==== Teks yang Diberikan ====
Sasaran Akhir (Final Target)
Sasaran akhir kebijakan moneter yang ingin dicapai oleh Bank
Sentral tergantung pada tujuan yang dimandatkan oleh UU bank sentral suatu
negara. Tujuan akhir kebijakan moneter di Indonesia mengacu pada Pasal 7 ayat (1)
UU Nomor 3 Tahun 2004 yang secara eksplisit mencantumkan bahwa tujuan akhir
kebijakan moneter adalah mencapai dan memelihara kestabilan nilai rupiah
(stabilitas moneter).
Mekanisme Transmisi Kebijakan Moneter (MTKM).
Secara spesifik Taylor (1995) menyatakan bahwa mekanisme
transmisi kebijakan moneter adalah “the process through which monetary policy
decision are transmitted into changes in real GDP and inflation”. Artinya, MTKM
merupakan jalur-jalur yang dilalui oleh kebijakan moneter untuk dapat mempengaruhi
sasaran akhir kebijakan moneter yaitu pendapatan nasional dan inflasi. Pada
Skema 1 terlihat kotak hitam yang merupakan area MTKM atau jalur-jalur yang
dilalui oleh suatu kebijakan moneter hingga terwujudnya tujuan akhirnya
kebijakan moneter yaitu inflasi.
Skema 1
MEKANISME
TRANSMISI KEBIJAKAN MONETER SEBAGAI “BLACK BOX”
Secara teoritis,
konsep standar mekanisme transmisi kebijakan moneter dimulai dari ketika bank
sentral mengubah instrumen-instrumennya yang selanjutnya mempengaruhi sasaran
operasional, sasaran antara dan sasaran akhir. Misalnya Bank Sentral (BI)
====
- Daftar Tugas -
**1)** Cetak ulang bagian teks tentang kebijakan moneter mulai dari "UU Nomor 3 Tahun" terus ke bawah sampai "moneter yaitu inflasi.".
**2)** Jawab pertanyaan berikut berdasarkan teks tentang kebijakan moneter.
(a) Pasal dan undang-undang apa yang menjadi acuan tujuan akhir kebijakan moneter di Indonesia?
(b) Siapa yang dikutip sebagai pemberi definisi mekanisme transmisi kebijakan moneter, dan pada tahun berapa?
(c) Pada Skema 1, area MTKM digambarkan sebagai apa?
**3)** Tuliskan bagian berikutnya dari teks tentang kebijakan moneter, dimulai dari titik teks itu berhenti.
==== Data yang Ditampilkan ====
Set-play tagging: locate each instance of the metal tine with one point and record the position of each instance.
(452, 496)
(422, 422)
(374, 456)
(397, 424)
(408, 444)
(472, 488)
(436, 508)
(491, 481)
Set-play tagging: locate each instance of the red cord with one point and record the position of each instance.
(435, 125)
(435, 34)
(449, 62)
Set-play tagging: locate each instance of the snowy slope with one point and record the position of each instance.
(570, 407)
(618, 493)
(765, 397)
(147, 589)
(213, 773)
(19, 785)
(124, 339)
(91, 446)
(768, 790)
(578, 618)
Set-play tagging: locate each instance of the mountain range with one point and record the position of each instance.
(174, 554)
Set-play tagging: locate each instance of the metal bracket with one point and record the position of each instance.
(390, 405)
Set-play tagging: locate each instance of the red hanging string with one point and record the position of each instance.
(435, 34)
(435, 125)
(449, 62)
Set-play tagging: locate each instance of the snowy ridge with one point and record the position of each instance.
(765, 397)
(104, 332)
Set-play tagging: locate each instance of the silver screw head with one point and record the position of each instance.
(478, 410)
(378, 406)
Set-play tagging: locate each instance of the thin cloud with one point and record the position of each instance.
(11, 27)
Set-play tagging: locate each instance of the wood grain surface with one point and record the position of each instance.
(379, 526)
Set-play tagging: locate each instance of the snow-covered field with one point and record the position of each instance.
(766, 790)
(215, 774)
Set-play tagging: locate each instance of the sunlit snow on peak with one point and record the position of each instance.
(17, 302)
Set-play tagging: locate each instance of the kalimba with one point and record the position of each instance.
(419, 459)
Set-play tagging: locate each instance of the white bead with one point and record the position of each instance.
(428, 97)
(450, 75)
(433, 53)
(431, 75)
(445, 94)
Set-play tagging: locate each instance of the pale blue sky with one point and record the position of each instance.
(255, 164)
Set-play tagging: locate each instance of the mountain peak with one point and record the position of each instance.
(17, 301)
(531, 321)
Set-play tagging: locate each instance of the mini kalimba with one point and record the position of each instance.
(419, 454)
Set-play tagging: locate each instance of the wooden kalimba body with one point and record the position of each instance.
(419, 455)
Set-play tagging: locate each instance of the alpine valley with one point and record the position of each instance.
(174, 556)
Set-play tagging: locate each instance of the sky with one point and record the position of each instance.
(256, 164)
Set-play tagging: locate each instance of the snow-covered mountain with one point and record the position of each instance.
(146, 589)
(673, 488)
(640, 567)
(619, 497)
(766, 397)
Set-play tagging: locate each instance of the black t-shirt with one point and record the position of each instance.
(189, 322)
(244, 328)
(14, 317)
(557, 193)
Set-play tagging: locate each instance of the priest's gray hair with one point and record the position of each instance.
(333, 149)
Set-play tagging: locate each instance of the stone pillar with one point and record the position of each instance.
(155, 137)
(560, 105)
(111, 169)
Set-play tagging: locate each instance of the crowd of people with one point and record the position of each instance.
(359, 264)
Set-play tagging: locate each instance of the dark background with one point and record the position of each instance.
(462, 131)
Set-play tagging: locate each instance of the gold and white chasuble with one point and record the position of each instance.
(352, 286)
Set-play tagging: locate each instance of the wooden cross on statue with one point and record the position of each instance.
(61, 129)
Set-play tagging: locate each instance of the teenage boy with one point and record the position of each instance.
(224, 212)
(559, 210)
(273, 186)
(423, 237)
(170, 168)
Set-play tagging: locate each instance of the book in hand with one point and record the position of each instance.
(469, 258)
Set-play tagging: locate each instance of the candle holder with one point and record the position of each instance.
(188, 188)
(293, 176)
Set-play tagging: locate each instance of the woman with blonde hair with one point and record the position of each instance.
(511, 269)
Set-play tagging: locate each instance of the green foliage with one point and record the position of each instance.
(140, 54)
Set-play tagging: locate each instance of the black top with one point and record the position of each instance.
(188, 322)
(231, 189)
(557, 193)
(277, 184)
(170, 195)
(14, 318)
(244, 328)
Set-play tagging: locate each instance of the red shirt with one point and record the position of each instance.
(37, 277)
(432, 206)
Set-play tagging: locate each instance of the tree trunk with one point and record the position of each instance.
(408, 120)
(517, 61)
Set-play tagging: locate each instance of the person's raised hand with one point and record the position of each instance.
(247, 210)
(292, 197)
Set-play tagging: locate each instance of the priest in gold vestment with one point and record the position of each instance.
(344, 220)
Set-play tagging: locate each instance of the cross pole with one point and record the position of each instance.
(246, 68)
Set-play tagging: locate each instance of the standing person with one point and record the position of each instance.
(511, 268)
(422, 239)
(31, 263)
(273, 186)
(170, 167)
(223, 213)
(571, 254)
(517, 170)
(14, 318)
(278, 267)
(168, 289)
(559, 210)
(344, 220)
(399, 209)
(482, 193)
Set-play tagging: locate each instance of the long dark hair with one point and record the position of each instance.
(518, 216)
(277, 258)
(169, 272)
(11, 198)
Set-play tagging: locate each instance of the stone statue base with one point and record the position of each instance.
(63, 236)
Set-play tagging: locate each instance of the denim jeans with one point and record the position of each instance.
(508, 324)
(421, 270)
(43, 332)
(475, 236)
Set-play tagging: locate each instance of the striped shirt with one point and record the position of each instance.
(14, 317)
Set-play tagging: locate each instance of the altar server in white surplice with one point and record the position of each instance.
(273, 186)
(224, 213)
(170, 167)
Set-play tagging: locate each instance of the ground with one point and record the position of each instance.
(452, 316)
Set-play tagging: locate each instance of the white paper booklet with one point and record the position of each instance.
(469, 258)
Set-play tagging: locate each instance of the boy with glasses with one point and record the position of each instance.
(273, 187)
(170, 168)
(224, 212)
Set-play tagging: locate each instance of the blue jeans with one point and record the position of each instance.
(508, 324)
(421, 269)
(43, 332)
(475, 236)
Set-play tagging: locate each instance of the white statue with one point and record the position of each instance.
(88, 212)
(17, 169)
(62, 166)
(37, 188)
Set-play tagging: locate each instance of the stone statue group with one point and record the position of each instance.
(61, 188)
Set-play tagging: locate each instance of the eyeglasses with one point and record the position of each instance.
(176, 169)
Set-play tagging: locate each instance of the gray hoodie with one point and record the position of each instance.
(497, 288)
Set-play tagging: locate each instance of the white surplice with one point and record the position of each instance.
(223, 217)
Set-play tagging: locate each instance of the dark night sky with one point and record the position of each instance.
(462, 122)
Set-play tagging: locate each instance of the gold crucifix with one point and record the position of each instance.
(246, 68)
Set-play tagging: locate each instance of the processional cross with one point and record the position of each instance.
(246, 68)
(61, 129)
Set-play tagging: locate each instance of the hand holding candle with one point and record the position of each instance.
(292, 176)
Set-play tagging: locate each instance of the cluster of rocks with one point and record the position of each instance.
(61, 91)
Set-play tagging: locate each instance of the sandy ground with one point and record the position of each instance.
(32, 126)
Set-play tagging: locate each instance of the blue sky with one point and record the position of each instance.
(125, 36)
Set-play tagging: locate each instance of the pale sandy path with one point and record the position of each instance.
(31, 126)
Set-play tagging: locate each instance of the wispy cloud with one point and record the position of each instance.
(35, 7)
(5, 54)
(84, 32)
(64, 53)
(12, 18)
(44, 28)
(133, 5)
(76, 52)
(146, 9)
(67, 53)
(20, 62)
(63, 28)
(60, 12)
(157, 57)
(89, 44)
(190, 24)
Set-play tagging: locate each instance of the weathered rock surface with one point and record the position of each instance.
====
- Jawaban Tugas -
**1)**
UU Nomor 3 Tahun 2004 yang secara eksplisit mencantumkan bahwa tujuan akhir
kebijakan moneter adalah mencapai dan memelihara kestabilan nilai rupiah
(stabilitas moneter).
Mekanisme Transmisi Kebijakan Moneter (MTKM).
Secara spesifik Taylor (1995) menyatakan bahwa mekanisme
transmisi kebijakan moneter adalah “the process through which monetary policy
decision are transmitted into changes in real GDP and inflation”. Artinya, MTKM
merupakan jalur-jalur yang dilalui oleh kebijakan moneter untuk dapat mempengaruhi
sasaran akhir kebijakan moneter yaitu pendapatan nasional dan inflasi. Pada
Skema 1 terlihat kotak hitam yang merupakan area MTKM atau jalur-jalur yang
dilalui oleh suatu kebijakan moneter hingga terwujudnya tujuan akhirnya
kebijakan moneter yaitu inflasi.

**2)**
(a) Pasal 7 ayat (1) UU Nomor 3 Tahun 2004.
(b) Taylor, tahun 1995.
(c) Sebagai kotak hitam ("black box").

**3)**
menaikkan rSBI. Peningkatan tersebut akan mendorong naiknya Suku Bunga Pasar
Uang Antar Bank (rPUAB), suku bunga deposito, kredit perbankan, harga aset, nilai
tukar dan ekspektasi inflasi di masyarakat. Perkembangan ini mencerminkan
bekerjanya jalur-jalur transmisi moneter yang akan selanjutnya berpengaruh
terhadap konsumsi dan investasi, ekspor dan impor yang merupakan komponen
permintaan eksternal dan keseluruhan permintaan agregat.
Secara empiris,
besarnya permintaan agregat tidak selalu sama dengan penawaran agregat. Jika
terjadi selisih antara permintaan dan penawaran atau terjadi outpt gap maka
akan memberi tekanan terhadap kenaikan harga-harga (inflasi) dari sisi
domestik. Sementara itu, tekanan inflasi dari sisi luar negeri terjadi melalui
pengaruh langsung dan tidak langsung perubahan nilai tukar terhadap perkembangan
harga barang-barang yang diimpor.
Pada awalnya pelaksanaan kebijakan moneter hanya
ditransmisikan melalui Jalur Uang (money channel). Tapi, seiring dengan
kemajuan di bidang ekonomi dan keuangan serta perubahan struktural dalam perekonomian,
maka jalur-jalur MTKM berkembang menjadi enam jalur, salah satu di antaranya
adalah Jalur Suku Bunga (Mishkin, 2004: 125) dan Bofinger (2001: 45). MTKM melalui
Jalur Suku Bunga menekankan peranan perubahan struktur suku bunga di sektor
keuangan. Pengaruh perubahan suku bunga jangka pendek ditransmisikan kepada
suku bunga menengah/panjang yang selanjutnya mempengaruhi permintaan dan pada akhirnya
berpengaruh terhadap inflasi (Taylor, 1995) dan Bofinger (2001:80).
Kebijakan moneter yang ditransmiskan melalui Jalur Suku
Bunga dapat dijelaskan dalam dua tahap:
Pertama, transmisi di sektor keuangan (moneter). Perubahan
kebijakan moneter berawal dari perubahan instrumen moneter (rSBI) akan
berpengaruh terhadap perkembangan suku bunga PUAB, suku bunga deposito dan suku
bunga kredit. Proses transmisi ini memerlukan tenggat waktu (time lag)
tertentu.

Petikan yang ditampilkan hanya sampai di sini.